Task:
Locate every line in the data below that contains the word "hand", and copy each of those lines in full.

Data excerpts:
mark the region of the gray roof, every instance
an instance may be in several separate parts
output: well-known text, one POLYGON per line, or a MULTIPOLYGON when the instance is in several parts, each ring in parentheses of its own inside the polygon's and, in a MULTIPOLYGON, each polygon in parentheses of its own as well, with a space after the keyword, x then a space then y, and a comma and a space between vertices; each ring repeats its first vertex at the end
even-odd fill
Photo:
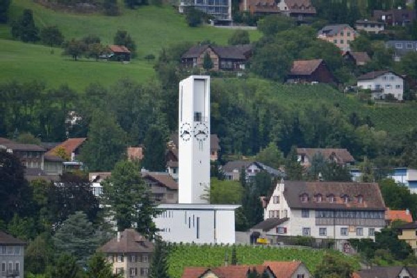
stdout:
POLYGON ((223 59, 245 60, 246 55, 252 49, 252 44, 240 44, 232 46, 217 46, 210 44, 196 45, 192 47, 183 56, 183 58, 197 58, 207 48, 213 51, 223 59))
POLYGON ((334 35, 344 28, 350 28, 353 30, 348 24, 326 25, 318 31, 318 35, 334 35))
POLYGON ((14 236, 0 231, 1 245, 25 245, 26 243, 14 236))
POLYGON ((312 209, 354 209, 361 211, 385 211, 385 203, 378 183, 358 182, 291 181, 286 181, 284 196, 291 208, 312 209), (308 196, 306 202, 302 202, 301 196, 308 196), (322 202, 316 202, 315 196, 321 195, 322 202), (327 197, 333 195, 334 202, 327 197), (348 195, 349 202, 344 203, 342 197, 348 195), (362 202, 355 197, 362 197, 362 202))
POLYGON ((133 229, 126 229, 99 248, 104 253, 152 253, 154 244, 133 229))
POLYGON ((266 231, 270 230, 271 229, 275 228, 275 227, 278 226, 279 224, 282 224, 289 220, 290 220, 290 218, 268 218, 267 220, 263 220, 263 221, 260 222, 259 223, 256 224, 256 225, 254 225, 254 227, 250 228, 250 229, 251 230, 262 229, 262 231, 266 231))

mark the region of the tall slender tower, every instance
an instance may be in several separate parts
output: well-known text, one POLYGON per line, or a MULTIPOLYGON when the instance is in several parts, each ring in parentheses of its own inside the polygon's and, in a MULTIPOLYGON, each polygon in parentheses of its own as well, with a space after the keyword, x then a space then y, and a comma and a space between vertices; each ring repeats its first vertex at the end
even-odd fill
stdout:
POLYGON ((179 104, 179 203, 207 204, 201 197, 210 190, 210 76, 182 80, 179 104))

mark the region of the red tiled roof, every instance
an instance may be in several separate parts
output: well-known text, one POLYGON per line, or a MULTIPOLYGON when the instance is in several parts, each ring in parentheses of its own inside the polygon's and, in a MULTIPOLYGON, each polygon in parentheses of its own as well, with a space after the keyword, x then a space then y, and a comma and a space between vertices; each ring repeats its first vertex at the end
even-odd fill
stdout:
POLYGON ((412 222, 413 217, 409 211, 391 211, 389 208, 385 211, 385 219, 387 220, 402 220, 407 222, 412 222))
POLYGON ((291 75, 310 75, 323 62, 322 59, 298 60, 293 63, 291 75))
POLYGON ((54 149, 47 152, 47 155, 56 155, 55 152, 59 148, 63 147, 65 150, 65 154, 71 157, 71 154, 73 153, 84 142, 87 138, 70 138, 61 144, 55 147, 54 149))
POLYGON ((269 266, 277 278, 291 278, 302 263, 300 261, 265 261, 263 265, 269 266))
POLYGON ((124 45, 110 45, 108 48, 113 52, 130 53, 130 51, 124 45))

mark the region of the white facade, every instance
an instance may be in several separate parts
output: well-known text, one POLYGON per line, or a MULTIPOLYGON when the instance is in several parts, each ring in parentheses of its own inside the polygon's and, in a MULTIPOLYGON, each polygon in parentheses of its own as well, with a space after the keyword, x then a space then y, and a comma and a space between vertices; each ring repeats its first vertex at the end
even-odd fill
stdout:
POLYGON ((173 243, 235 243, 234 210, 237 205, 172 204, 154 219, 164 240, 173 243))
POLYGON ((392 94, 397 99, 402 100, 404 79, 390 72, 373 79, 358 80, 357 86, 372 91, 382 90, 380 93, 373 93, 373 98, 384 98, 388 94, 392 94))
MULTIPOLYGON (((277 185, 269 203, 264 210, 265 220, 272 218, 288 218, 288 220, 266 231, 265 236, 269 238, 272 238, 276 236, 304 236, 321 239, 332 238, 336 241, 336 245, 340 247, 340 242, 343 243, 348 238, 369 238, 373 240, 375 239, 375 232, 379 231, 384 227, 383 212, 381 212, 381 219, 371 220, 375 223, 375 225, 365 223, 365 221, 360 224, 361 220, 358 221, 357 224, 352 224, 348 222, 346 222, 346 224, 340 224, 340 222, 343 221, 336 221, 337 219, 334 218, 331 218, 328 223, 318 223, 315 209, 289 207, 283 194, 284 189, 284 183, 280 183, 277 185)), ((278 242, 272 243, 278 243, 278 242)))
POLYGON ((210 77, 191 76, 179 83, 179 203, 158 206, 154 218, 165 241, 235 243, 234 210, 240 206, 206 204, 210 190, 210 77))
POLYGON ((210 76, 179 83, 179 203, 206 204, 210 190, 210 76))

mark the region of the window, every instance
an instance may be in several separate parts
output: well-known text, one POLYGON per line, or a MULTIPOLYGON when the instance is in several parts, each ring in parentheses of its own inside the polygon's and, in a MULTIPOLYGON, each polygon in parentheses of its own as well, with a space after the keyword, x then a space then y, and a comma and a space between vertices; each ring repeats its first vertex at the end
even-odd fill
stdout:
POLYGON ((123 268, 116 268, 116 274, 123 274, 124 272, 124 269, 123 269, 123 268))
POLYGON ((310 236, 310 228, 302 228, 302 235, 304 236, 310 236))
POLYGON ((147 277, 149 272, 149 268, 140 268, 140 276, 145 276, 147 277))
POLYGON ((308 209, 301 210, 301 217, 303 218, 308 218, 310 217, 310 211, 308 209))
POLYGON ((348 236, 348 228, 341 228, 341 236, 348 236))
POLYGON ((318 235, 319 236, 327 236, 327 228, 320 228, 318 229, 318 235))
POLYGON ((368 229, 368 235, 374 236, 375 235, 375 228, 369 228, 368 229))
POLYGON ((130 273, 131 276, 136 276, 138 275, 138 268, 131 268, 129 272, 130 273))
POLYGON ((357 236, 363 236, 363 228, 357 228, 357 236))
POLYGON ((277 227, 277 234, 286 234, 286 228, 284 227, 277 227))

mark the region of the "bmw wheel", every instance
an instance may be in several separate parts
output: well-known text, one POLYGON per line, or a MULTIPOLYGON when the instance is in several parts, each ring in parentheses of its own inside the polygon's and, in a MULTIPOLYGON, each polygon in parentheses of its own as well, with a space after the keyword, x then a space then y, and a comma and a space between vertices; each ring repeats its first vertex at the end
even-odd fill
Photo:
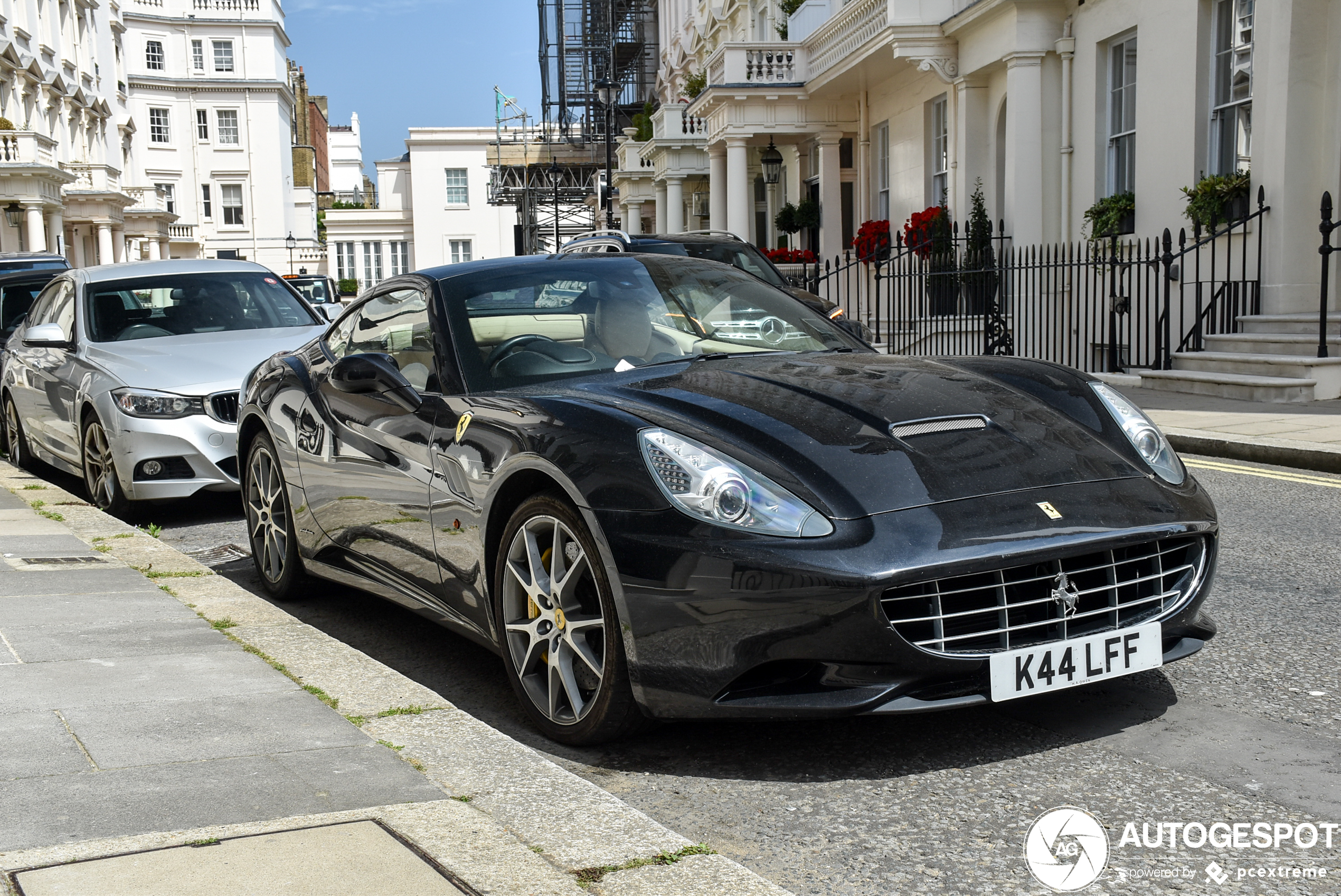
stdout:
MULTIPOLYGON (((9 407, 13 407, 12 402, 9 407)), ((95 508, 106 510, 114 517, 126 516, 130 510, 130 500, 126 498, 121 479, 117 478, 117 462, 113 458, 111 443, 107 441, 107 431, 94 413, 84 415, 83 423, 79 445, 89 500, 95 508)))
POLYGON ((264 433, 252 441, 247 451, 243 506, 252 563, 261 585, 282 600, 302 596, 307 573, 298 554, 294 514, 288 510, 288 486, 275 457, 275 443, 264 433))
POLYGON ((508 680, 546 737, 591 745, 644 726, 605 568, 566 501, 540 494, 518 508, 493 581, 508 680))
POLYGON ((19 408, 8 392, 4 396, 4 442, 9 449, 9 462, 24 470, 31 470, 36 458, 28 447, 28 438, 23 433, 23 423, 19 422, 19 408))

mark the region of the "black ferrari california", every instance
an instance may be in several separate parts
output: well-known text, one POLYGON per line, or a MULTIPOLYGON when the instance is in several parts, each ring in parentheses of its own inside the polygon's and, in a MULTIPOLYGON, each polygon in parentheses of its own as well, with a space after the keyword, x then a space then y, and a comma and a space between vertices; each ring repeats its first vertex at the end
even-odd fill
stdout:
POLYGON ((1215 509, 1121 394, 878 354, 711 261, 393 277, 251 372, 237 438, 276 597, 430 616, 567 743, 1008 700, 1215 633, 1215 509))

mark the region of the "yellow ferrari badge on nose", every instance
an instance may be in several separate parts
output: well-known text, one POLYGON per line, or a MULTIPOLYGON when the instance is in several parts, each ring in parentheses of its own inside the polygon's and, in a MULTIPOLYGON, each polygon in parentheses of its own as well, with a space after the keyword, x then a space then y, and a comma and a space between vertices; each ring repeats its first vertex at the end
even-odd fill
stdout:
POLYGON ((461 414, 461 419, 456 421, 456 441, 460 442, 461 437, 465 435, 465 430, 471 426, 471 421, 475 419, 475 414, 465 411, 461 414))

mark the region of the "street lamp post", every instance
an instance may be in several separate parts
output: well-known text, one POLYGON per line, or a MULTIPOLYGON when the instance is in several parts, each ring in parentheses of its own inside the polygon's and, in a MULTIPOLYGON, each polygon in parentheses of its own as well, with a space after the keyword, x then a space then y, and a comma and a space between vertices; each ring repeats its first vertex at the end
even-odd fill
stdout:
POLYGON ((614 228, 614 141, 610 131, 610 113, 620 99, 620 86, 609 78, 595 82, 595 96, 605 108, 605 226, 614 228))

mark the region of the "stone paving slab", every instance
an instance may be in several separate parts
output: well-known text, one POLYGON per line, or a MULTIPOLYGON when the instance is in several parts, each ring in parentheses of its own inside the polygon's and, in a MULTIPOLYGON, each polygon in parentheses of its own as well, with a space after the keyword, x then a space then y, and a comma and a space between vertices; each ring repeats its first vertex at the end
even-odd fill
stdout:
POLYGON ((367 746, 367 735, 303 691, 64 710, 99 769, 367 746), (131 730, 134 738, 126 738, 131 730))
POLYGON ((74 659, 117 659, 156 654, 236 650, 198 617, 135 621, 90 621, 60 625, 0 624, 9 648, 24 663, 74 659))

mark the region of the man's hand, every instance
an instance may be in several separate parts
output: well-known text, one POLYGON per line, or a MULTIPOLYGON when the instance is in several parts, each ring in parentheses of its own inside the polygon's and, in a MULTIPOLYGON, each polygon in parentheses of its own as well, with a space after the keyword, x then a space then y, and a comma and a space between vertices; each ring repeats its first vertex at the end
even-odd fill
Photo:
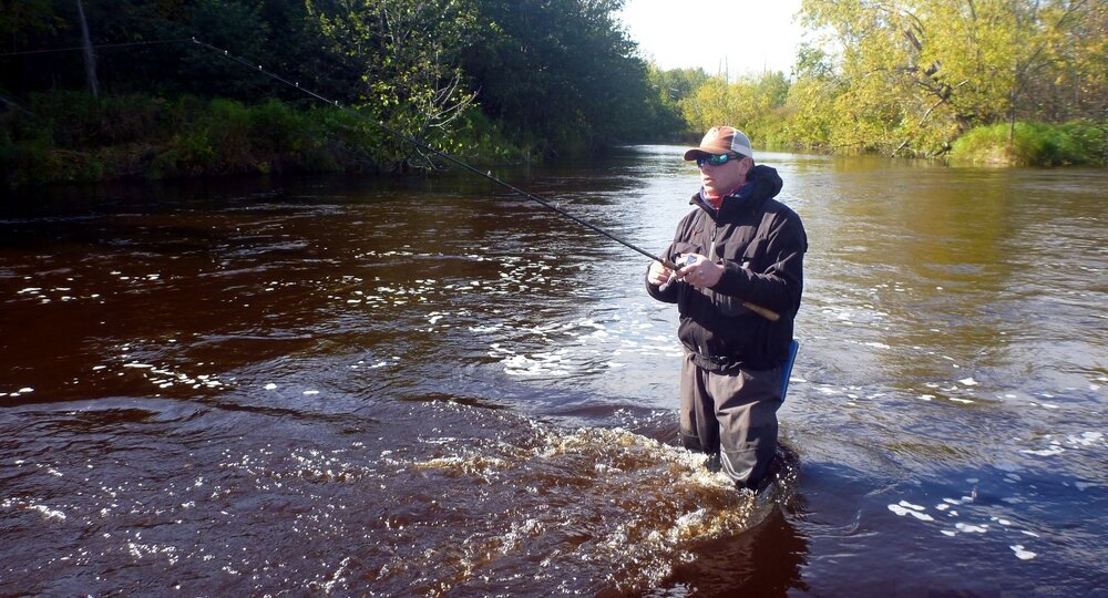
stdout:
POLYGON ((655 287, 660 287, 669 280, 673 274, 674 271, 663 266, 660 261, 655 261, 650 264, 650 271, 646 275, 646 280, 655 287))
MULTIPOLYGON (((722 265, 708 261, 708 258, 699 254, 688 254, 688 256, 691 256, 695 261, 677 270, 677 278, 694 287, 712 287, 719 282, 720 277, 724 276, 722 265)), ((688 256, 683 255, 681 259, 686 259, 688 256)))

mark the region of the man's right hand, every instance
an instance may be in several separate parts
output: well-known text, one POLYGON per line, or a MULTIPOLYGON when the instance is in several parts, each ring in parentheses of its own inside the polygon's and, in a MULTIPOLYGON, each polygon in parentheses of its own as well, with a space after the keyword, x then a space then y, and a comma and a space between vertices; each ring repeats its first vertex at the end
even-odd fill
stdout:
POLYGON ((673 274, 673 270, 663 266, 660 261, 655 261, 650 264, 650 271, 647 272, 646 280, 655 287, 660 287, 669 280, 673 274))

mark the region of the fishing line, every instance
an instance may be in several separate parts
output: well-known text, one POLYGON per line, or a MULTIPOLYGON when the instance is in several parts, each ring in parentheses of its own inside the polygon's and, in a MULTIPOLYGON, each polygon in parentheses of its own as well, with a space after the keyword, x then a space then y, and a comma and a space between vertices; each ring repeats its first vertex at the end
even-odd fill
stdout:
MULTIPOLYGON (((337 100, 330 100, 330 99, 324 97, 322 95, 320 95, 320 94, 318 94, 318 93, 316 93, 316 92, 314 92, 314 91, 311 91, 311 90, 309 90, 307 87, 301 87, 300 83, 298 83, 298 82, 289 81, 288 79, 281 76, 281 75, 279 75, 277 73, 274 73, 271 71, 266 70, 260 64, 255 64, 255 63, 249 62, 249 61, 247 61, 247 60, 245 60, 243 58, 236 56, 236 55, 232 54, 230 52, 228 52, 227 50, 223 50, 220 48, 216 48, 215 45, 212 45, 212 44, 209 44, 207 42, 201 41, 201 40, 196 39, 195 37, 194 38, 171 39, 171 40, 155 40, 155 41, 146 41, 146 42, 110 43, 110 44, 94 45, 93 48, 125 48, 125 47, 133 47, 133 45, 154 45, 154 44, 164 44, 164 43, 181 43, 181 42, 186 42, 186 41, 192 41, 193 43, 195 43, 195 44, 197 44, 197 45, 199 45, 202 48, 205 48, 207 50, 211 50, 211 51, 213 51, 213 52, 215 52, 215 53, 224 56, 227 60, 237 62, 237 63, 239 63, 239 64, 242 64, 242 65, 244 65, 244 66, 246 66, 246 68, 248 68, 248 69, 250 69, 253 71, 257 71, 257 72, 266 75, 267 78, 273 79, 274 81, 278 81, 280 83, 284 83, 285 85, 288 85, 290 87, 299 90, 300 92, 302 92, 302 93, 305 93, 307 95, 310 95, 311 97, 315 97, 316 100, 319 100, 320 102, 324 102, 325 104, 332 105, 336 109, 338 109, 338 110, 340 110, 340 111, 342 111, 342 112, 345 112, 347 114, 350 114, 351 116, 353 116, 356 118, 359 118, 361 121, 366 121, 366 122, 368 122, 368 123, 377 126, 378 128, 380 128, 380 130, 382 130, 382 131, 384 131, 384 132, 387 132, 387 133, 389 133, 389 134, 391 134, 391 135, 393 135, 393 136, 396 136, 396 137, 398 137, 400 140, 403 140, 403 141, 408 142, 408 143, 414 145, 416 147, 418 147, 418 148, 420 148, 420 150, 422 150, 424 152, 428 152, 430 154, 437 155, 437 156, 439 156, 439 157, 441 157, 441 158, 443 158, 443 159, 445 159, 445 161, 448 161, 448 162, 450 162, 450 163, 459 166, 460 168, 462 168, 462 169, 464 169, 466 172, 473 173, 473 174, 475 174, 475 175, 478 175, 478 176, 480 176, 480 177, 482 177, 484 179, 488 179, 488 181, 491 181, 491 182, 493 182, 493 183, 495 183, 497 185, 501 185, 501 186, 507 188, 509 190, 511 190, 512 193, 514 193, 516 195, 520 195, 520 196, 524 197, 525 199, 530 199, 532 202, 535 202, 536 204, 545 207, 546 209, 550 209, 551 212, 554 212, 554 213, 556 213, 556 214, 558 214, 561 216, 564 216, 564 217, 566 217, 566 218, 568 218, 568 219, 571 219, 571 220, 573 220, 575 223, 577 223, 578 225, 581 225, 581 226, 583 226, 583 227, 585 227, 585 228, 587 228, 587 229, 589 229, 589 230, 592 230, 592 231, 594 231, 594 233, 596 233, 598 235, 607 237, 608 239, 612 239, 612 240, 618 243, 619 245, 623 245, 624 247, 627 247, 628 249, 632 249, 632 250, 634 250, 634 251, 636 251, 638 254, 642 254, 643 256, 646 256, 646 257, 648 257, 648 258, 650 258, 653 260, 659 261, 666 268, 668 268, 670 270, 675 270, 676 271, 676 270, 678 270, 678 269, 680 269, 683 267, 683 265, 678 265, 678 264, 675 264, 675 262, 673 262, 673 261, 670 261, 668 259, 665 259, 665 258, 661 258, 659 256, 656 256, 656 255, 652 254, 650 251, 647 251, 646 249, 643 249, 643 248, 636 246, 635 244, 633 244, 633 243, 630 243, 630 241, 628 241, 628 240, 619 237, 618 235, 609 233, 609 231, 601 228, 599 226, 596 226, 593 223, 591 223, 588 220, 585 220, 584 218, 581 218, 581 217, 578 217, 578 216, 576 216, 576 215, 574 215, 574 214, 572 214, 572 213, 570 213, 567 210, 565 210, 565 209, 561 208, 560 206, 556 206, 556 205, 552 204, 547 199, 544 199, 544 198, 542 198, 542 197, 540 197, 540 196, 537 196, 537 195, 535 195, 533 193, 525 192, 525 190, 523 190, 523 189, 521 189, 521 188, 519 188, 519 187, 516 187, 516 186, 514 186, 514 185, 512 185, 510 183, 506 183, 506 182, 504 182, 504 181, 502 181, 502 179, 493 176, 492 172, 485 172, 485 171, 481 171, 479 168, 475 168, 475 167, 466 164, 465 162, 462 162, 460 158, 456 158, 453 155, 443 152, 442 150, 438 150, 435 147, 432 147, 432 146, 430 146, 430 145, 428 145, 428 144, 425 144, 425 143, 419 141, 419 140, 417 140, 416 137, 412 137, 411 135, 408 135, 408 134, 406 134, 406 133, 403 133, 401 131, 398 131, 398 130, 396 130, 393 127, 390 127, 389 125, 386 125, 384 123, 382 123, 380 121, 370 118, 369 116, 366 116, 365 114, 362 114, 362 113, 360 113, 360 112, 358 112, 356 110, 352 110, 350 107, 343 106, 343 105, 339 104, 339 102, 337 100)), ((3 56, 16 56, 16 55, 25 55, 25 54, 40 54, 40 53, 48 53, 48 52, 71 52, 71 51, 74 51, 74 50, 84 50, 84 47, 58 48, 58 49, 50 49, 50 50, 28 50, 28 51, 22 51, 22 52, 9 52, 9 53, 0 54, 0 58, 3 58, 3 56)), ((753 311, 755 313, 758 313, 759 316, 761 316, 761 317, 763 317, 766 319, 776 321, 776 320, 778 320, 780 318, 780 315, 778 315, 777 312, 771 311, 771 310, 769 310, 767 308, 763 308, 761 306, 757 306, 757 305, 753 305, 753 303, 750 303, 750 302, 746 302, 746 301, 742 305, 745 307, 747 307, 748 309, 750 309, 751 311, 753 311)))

Result for this exercise:
mark the region of the man's hand, every instance
mark the region of the man's right hand, every instance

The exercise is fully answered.